Records from a data source -

▬▬▬▬▬▬▬▬▬▬

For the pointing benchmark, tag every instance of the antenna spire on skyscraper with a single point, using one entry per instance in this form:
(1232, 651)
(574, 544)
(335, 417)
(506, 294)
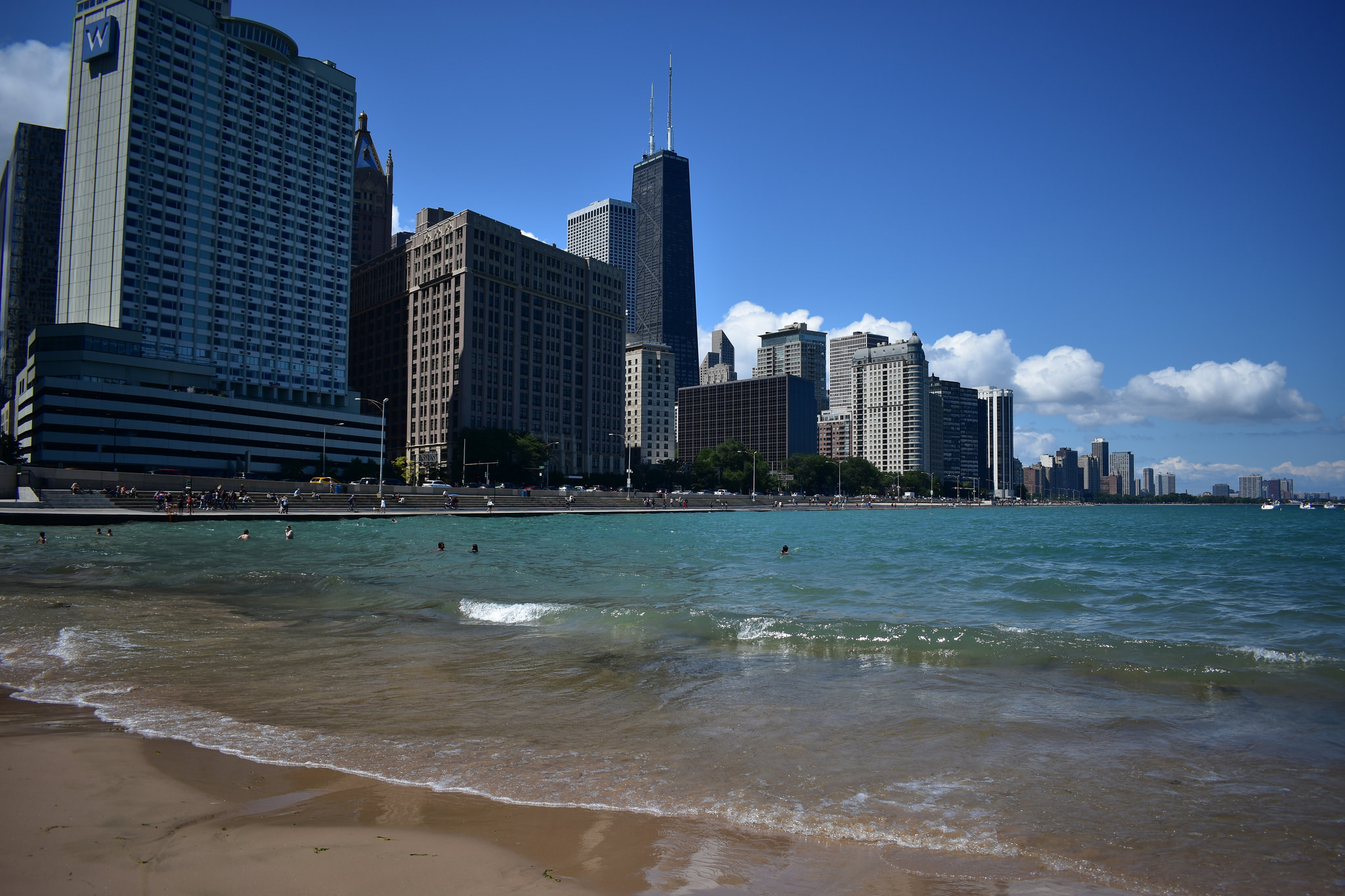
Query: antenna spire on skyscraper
(651, 119)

▬▬▬▬▬▬▬▬▬▬

What the task requires -
Reproduce every record above verbatim, line for line, omitting the pictures.

Finished answer -
For the pointing benchmark, tag every instance of the antenna spire on skyscraper with a single point, using one entry per instance in this form:
(1232, 651)
(574, 544)
(335, 417)
(506, 294)
Query: antenna spire on skyscraper
(651, 119)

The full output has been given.